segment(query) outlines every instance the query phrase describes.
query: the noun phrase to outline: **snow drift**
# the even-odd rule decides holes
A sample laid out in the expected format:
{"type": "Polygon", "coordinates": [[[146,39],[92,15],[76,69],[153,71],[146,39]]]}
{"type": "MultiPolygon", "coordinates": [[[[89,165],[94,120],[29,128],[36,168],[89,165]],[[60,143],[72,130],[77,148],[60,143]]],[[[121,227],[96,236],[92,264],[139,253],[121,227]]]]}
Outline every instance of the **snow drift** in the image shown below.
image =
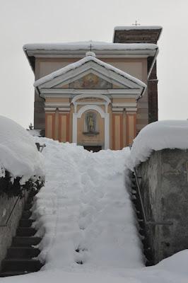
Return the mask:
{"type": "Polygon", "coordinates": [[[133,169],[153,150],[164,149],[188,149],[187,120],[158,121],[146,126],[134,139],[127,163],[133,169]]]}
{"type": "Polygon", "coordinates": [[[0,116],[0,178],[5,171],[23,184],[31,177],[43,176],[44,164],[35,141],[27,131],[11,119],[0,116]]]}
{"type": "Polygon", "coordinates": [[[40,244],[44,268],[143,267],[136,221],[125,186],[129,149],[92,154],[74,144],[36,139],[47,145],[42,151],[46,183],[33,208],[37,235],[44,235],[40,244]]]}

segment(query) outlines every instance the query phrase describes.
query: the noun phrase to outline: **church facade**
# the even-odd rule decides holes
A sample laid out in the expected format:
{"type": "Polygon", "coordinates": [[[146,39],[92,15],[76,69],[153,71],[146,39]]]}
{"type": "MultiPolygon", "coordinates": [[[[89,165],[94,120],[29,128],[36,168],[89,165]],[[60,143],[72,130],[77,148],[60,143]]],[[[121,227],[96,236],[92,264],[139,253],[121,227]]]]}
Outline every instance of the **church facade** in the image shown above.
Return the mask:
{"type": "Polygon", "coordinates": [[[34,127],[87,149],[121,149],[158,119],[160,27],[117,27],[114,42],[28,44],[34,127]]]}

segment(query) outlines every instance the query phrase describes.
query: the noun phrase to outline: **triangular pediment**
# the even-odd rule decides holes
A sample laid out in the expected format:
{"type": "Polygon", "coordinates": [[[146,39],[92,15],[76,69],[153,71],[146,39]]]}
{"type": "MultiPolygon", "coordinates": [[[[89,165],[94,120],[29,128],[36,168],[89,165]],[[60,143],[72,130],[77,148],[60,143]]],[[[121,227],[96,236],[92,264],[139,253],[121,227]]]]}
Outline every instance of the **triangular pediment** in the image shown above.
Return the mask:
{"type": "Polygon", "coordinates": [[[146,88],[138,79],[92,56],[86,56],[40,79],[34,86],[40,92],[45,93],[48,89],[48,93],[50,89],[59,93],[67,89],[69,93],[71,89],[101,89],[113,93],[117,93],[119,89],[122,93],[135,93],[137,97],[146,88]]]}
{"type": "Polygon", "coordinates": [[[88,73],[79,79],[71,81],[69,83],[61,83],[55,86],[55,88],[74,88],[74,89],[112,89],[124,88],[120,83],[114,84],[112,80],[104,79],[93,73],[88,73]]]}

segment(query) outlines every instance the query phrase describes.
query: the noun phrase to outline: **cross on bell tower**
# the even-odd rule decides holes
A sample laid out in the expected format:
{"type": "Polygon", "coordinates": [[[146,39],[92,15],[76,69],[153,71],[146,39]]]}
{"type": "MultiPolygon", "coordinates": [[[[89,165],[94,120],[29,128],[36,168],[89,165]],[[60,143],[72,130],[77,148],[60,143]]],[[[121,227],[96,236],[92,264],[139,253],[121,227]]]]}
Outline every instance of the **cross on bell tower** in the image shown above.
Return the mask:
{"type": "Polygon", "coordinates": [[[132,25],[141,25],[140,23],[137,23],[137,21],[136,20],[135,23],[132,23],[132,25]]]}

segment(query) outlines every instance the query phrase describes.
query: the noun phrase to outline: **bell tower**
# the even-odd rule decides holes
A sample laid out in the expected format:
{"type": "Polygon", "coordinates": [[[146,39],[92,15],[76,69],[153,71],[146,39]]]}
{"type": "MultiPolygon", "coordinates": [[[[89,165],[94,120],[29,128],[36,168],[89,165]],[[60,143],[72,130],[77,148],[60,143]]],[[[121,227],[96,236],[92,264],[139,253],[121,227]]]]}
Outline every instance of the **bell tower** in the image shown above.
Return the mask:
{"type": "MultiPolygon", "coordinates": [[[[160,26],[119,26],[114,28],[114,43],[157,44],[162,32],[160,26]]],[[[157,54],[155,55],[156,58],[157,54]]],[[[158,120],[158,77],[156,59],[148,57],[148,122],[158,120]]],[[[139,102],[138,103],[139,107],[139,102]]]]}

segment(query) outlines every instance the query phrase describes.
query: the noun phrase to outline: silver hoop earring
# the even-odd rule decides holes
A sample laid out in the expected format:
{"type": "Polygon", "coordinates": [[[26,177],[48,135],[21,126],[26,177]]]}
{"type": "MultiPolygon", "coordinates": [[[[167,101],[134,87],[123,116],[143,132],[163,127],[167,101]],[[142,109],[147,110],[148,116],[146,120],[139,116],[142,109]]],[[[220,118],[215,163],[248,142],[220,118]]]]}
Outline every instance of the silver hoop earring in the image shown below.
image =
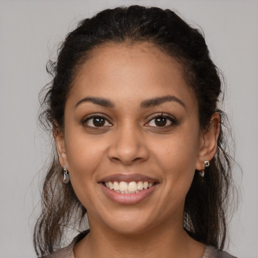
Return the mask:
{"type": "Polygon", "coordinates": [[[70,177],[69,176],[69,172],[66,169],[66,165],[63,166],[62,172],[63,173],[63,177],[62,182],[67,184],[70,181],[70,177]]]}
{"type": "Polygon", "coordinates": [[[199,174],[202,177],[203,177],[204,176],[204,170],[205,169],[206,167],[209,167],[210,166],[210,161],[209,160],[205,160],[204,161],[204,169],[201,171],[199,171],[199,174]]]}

--*--

■ TASK ■
Transcribe the entries above verbatim, omitting their pictures.

■ TASK OUTPUT ■
segment(query) outlines every instance the query phrase describes.
query: the noun phrase to outline: **snow drift**
# the even-odd rule decides holes
A sample laid out in the expected format:
{"type": "Polygon", "coordinates": [[[146,39],[92,15],[76,69],[153,71],[146,39]]]}
{"type": "MultiPolygon", "coordinates": [[[[89,165],[94,120],[29,128],[36,168],[89,165]],[[60,143],[72,130],[77,148],[60,143]]],[[[121,227],[96,236],[92,264],[139,253],[121,227]]]]}
Outline every instance of the **snow drift** in the image shown below.
image =
Return the mask:
{"type": "Polygon", "coordinates": [[[133,169],[153,150],[164,149],[188,149],[187,120],[158,121],[146,126],[134,139],[127,163],[133,169]]]}
{"type": "Polygon", "coordinates": [[[0,116],[0,178],[5,171],[23,184],[31,177],[43,176],[44,164],[35,141],[27,131],[11,119],[0,116]]]}
{"type": "Polygon", "coordinates": [[[40,244],[44,268],[143,267],[136,221],[125,186],[129,149],[92,154],[74,144],[36,139],[47,145],[42,151],[46,183],[33,208],[37,235],[44,235],[40,244]]]}

segment(query) outlines every instance the query phrase describes.
query: the noun phrase to outline: **church facade**
# the even-odd rule decides holes
A sample laid out in the expected format:
{"type": "Polygon", "coordinates": [[[146,39],[92,15],[76,69],[153,71],[146,39]]]}
{"type": "MultiPolygon", "coordinates": [[[[89,165],[94,120],[29,128],[36,168],[89,165]],[[60,143],[72,130],[77,148],[60,143]]],[[[121,227],[96,236],[92,264],[139,253],[121,227]]]]}
Outline every instance of the **church facade** in the image shown above.
Return the mask:
{"type": "Polygon", "coordinates": [[[34,127],[87,149],[121,149],[158,119],[160,27],[117,27],[114,42],[28,44],[34,127]]]}

segment(query) outlines every instance the query phrase describes.
query: the noun phrase to outline: **triangular pediment**
# the even-odd rule decides holes
A sample laid out in the expected format:
{"type": "Polygon", "coordinates": [[[146,39],[92,15],[76,69],[153,71],[146,39]]]}
{"type": "MultiPolygon", "coordinates": [[[[89,165],[94,120],[29,128],[36,168],[89,165]],[[60,143],[72,130],[77,148],[60,143]]],[[[121,227],[96,236],[92,264],[139,253],[121,227]]]]}
Outline every instance of the **triangular pediment** in the image shown above.
Return the mask:
{"type": "Polygon", "coordinates": [[[146,88],[138,79],[92,56],[86,56],[40,79],[34,86],[40,92],[45,93],[48,89],[48,93],[50,89],[59,93],[67,89],[69,93],[71,89],[101,89],[113,93],[117,93],[119,89],[122,93],[135,93],[137,97],[146,88]]]}
{"type": "Polygon", "coordinates": [[[88,73],[79,79],[71,81],[69,83],[61,83],[55,86],[55,88],[74,88],[74,89],[112,89],[124,88],[120,83],[114,84],[112,80],[104,79],[93,73],[88,73]]]}

segment(query) outlines every instance the query phrase describes.
query: the noun phrase to outline: **cross on bell tower**
# the even-odd rule decides holes
A sample laid out in the expected format:
{"type": "Polygon", "coordinates": [[[146,39],[92,15],[76,69],[153,71],[146,39]]]}
{"type": "MultiPolygon", "coordinates": [[[[89,165],[94,120],[29,128],[36,168],[89,165]],[[60,143],[72,130],[77,148],[60,143]]],[[[121,227],[96,236],[92,264],[139,253],[121,227]]]]}
Outline every instance of the **cross on bell tower** in the image shown above.
Return the mask:
{"type": "Polygon", "coordinates": [[[132,25],[141,25],[140,23],[137,23],[137,21],[136,20],[135,23],[132,23],[132,25]]]}

segment(query) outlines every instance the query phrase describes.
query: the noun phrase to outline: **bell tower**
# the even-odd rule decides holes
A sample laid out in the expected format:
{"type": "Polygon", "coordinates": [[[146,39],[92,15],[76,69],[153,71],[146,39]]]}
{"type": "MultiPolygon", "coordinates": [[[[89,165],[94,120],[29,128],[36,168],[89,165]],[[60,143],[72,130],[77,148],[60,143]]],[[[121,227],[96,236],[92,264],[139,253],[121,227]]]]}
Outline every instance of the **bell tower** in the image shown above.
Return the mask:
{"type": "MultiPolygon", "coordinates": [[[[160,26],[119,26],[114,28],[114,43],[157,44],[162,32],[160,26]]],[[[157,54],[155,55],[156,58],[157,54]]],[[[158,120],[158,77],[156,59],[148,57],[148,122],[158,120]]],[[[139,102],[138,103],[139,107],[139,102]]]]}

segment(query) outlines every instance the query phrase describes.
query: the noun phrase to outline: silver hoop earring
# the even-odd rule decides holes
A sample laid out in the expected format:
{"type": "Polygon", "coordinates": [[[26,177],[48,135],[21,126],[26,177]]]}
{"type": "MultiPolygon", "coordinates": [[[[167,101],[134,87],[123,116],[143,132],[163,127],[167,101]],[[142,109],[147,110],[148,116],[146,120],[139,116],[142,109]]],[[[220,118],[215,163],[248,142],[220,118]]]]}
Outline every instance of the silver hoop earring in the image shown below.
image =
Return the mask:
{"type": "Polygon", "coordinates": [[[70,177],[69,176],[69,172],[66,169],[66,165],[63,166],[62,172],[63,173],[63,177],[62,182],[67,184],[70,181],[70,177]]]}
{"type": "Polygon", "coordinates": [[[199,174],[202,177],[203,177],[204,176],[204,170],[205,169],[206,167],[209,167],[210,166],[210,161],[209,160],[205,160],[204,161],[204,169],[201,171],[199,171],[199,174]]]}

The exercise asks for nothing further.